• [书面任务 A]: 用两句话概括这篇关于利用哈夫曼树压缩文件的节选。
• [书面任务 B]: 从这篇关于利用哈夫曼树压缩文件的节选停下的地方往下续写。

• [节选]:
利用哈夫曼树进行文件压缩

项目描述:


项目简介:利用哈夫曼编码的方式对文件进行压缩,并且对压缩文件可以解压

开发环境:windows vs2013

项目概述:

        1.压缩

            a.读取文件,将每个字符,该字符出现的次数和权值构成哈夫曼树

            b.哈夫曼树是利用小堆构成,字符出现次数少的节点指针存在堆顶,出现次数多的在堆底

            c.每次取堆顶的两个数,再将两个数相加进堆,直到堆被取完,这时哈夫曼树也建成

            d.从哈夫曼树中获取哈夫曼编码,然后再根据整个字符数组来获取出现了得字符的编码

            e.获取编码后每次凑满8位就将编码串写入到压缩文件(value处理编码1与它即可,0只移动位)

             f.写好配置文件,统计每个字符及其出现次数,并以“字符+','+次数”的形式保存到配置文件中

         2.解压

             a.读取配置文件,统计所有字符的个数

             b.构建哈夫曼树,读解压缩文件,将所读到的编码字符的这个节点所所含的字符写入到解压缩文件中,知道将压缩文件读完

             c.压缩解压缩完全完成,进行小文件大文件的测试


代码如下:

#pragma once 
#include"HuffManTree.h"
#include

struct CharInfo
{
	CharInfo(int count=0)
	:_count(count)
	{
	}

	bool operator<(const CharInfo info)
	{
		return _count < info._count;
	}

	bool operator>(const CharInfo info)
	{
		return _count>info._count;
	}

	bool operator!=(const CharInfo info)
	{
		return _count != info._count;
	}

	CharInfo operator+(const CharInfo Info)
	{
		return CharInfo(_count + Info._count);
	}

	char _ch;//字符
	int _count;//字符出现的次数
	string _code;//字符对应的编码
};

class FileCompress
{
public:
	FileCompress()
	{
		for (int i = 0; i < 256; i++)
		{
			_info[i]._ch = i;
			_info[i]._count = 0;
		}
	}

public:
	void  Compress(const char* FileName)//压缩
	{ 
		FILE* fout = fopen(FileName, "rb");
		assert(fout);
		
		//统计字符出现的次数
		int ch = fgetc(fout);
		printf("%c\n", ch);
		int count = 0;
		while (ch!= EOF)
		{
			_info[unsigned char(ch)]._count++;
			ch = fgetc(fout);
			count++;
		}

		//构建哈夫曼树
		CharInfo invalid;
		HuffManTree h(_info, 256, invalid);

		//生成哈夫曼编码
		string code;
		_GetHuffManCode(h._GetRoot(), code);

		string CompressFileName = FileName;
		CompressFileName += ".compress";
		FILE* fin = fopen(CompressFileName.c_str(), "wb");
		assert(fin);
		fseek(fout, 0, SEEK_SET);//从文件开头

		ch =(unsigned char)fgetc(fout);

		char value = 0;
		int size = 0;
		while (ch != EOF)

• [所给材料]:
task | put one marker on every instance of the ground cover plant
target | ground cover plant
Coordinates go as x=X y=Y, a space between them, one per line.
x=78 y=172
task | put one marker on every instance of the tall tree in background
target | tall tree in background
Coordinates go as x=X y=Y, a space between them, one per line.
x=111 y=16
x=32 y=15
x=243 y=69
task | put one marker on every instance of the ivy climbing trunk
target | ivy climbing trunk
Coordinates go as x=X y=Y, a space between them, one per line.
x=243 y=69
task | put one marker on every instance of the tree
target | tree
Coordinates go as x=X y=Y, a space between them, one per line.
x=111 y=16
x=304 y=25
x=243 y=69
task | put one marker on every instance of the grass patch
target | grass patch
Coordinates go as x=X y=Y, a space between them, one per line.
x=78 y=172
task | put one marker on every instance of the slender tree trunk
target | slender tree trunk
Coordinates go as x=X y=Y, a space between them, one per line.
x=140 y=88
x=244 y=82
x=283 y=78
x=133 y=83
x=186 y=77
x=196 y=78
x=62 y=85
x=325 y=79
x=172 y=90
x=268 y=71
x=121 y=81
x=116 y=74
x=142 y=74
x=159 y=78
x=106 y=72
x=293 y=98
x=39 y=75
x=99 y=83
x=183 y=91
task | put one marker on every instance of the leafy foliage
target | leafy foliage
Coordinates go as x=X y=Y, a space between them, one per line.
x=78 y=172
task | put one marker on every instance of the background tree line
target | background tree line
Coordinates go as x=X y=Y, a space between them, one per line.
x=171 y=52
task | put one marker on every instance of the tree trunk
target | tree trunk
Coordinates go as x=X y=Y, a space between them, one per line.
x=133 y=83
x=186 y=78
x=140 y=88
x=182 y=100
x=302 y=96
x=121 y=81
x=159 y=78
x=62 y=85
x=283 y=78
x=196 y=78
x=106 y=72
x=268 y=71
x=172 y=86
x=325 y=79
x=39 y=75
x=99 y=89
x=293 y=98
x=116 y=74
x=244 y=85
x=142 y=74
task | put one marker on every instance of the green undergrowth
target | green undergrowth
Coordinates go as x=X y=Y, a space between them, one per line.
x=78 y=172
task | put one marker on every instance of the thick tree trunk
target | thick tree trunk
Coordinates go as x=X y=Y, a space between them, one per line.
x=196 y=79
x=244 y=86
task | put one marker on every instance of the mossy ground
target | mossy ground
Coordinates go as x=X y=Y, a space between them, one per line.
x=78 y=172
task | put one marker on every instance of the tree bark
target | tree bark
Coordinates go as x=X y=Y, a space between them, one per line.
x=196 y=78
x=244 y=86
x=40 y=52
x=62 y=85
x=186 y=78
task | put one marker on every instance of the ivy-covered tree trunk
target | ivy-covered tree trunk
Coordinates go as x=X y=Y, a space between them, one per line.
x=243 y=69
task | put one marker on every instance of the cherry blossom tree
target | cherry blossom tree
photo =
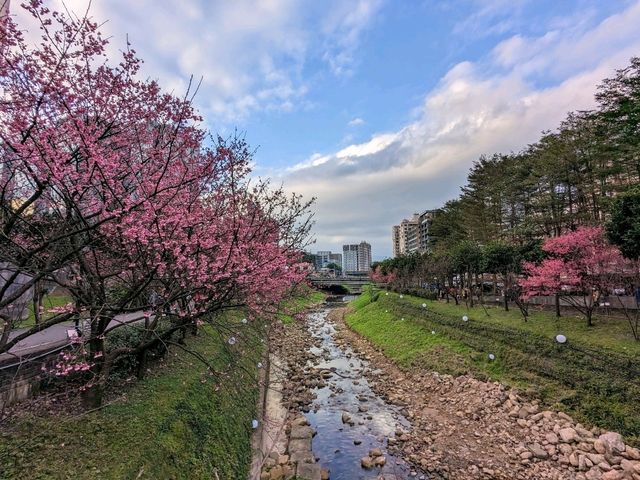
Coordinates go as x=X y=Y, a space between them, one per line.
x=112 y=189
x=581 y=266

* * *

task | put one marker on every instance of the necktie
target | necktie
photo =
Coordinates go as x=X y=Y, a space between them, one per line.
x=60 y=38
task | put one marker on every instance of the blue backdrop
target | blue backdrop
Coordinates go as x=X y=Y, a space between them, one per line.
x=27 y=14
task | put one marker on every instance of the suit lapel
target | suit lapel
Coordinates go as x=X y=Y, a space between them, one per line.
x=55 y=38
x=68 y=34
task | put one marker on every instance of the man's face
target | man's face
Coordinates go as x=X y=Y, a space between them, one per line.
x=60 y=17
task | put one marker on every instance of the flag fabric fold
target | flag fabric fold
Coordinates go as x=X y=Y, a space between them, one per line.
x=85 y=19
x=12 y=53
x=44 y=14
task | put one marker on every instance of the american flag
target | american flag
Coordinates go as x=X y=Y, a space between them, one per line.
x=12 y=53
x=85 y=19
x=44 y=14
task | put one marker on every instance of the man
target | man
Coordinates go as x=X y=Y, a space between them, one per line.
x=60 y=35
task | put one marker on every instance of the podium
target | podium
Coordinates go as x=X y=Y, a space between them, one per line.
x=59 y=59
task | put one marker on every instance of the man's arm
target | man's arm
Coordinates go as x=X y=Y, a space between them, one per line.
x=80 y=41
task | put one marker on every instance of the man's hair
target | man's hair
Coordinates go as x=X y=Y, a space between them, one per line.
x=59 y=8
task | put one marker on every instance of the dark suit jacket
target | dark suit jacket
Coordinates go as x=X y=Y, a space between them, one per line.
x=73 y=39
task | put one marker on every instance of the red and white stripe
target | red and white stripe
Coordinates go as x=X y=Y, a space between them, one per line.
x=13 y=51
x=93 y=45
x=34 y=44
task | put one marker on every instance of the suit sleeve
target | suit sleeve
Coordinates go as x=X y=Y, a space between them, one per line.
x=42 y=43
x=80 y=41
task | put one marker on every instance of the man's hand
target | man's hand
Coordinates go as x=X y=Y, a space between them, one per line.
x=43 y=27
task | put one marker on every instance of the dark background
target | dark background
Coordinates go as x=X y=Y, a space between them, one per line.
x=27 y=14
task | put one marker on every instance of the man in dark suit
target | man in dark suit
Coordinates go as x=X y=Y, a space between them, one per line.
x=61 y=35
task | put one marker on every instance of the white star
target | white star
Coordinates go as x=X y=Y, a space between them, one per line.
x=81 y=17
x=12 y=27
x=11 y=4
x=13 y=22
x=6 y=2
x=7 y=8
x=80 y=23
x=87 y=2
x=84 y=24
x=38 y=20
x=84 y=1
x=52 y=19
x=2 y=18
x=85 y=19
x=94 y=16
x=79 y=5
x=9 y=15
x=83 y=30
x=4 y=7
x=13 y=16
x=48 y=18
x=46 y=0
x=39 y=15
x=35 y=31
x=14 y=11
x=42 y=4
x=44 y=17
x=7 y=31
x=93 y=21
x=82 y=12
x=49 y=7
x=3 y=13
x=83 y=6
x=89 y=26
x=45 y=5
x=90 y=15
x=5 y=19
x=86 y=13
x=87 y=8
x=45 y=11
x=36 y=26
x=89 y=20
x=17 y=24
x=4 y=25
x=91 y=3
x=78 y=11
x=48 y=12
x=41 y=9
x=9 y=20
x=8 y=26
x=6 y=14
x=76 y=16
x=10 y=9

• [结果 A]: 这个项目在 windows vs2013 环境下开发,用哈夫曼编码对文件进行压缩,并能对压缩文件解压。压缩时统计每个字符出现的次数,借助小堆构建哈夫曼树并取得编码,每凑满8位写入压缩文件,再把字符和次数保存到配置文件;解压时读取配置文件,构建哈夫曼树,把读到的编码所对应的字符写入解压缩文件。

• [结果 B]:
		{
			string _ccode = _info[(unsigned char)ch]._code;
			for (int i = 0; i < _ccode.size(); ++i)
			{
				value <<= 1;
				if (_ccode[i] =='1')
				{
					value |=1;
				}
				size++;
				if (size == 8)
				{
					fputc(value, fin);
					value = 0;
					size = 0;
				}
				
			}
			ch = fgetc(fout);
		}
		//补位
		if (size!=0)
		{
			value <<= ( 8- size);
			fputc(value, fin);
		}

		//写配置文件
		string configFileName = FileName;
		configFileName += ".config.txt";
		FILE* finConfig = fopen(configFileName.c_str(), "wb");
		assert(finConfig);
	
		string str;
		char buf[128];
		for (int i = 0; i < 256; i++)
		{
			if (_info[i]._count>0)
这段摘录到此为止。